**Text section**
Baithak or Bethak, , is a site considered sacred by the followers of the Pushtimarg tradition of Vaishnava Hinduism in India for performing devotional rituals. These sites are associated with Vallabhacharya Mahaprabhu, the founder of Pushtimarg and his descendants. They mark public events in their lives. Some of them are restricted or foreboding. These sites are spread across India and are chiefly concentrated in Braj region in Uttar Pradesh and in western state of Gujarat. Total 142 Baithaks are considered sacred; 84 of Vallabhacharya, 28 of his son Viththalanath Gusainji and 30 of his seven grandsons.

Baithaks
Vallabhacharya Mahaprabhu was the founder of Pushtimarg who lived in 15th century. From the young age, he travelled and visited pilgrimage sites across India. He recited and gave discourses on sacred scriptures like Vedas, Ramayana and Bhagavata at these sites. The locations for recitation were usually banks of the rivers or lakes and quite groves in outskirt of towns. He recited original texts from scriptures as well as gave commentaries on them. Later these commentaries were compiled in Anubhashya and Subodhini.

These are 84 sites where Vallabhacharya gave discourses which are known as Baithaks. Later small shrines are built to commemorate the event at some sites. Some sites do not have shrines or temples to mark the place but they are known only through stories and texts.

At these shrines, the hand-written manuscripts and personal artifacts of Vallabhacharya are housed which are revered by the followers. They generally don't house images. Personal use products like clothes and ornaments are offered by the followers. Only water and sugar crystals are offered as Vallabhacharya used to fast during sacred recitals. They too follow seven darshan schedule followed in Vaishnava Haveli temples.

His descendants also gave discourses at various places and established their Baithaks.

**Exercise objective**
Reproduce the text on Baithak sacred sites in full, word for word.

**Collected data**
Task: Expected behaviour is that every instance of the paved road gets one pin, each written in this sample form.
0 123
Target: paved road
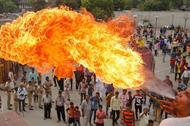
35 117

**Solution**
Baithak or Bethak, , is a site considered sacred by the followers of the Pushtimarg tradition of Vaishnava Hinduism in India for performing devotional rituals. These sites are associated with Vallabhacharya Mahaprabhu, the founder of Pushtimarg and his descendants. They mark public events in their lives. Some of them are restricted or foreboding. These sites are spread across India and are chiefly concentrated in Braj region in Uttar Pradesh and in western state of Gujarat. Total 142 Baithaks are considered sacred; 84 of Vallabhacharya, 28 of his son Viththalanath Gusainji and 30 of his seven grandsons.

Baithaks
Vallabhacharya Mahaprabhu was the founder of Pushtimarg who lived in 15th century. From the young age, he travelled and visited pilgrimage sites across India. He recited and gave discourses on sacred scriptures like Vedas, Ramayana and Bhagavata at these sites. The locations for recitation were usually banks of the rivers or lakes and quite groves in outskirt of towns. He recited original texts from scriptures as well as gave commentaries on them. Later these commentaries were compiled in Anubhashya and Subodhini.

These are 84 sites where Vallabhacharya gave discourses which are known as Baithaks. Later small shrines are built to commemorate the event at some sites. Some sites do not have shrines or temples to mark the place but they are known only through stories and texts.

At these shrines, the hand-written manuscripts and personal artifacts of Vallabhacharya are housed which are revered by the followers. They generally don't house images. Personal use products like clothes and ornaments are offered by the followers. Only water and sugar crystals are offered as Vallabhacharya used to fast during sacred recitals. They too follow seven darshan schedule followed in Vaishnava Haveli temples.

His descendants also gave discourses at various places and established their Baithaks.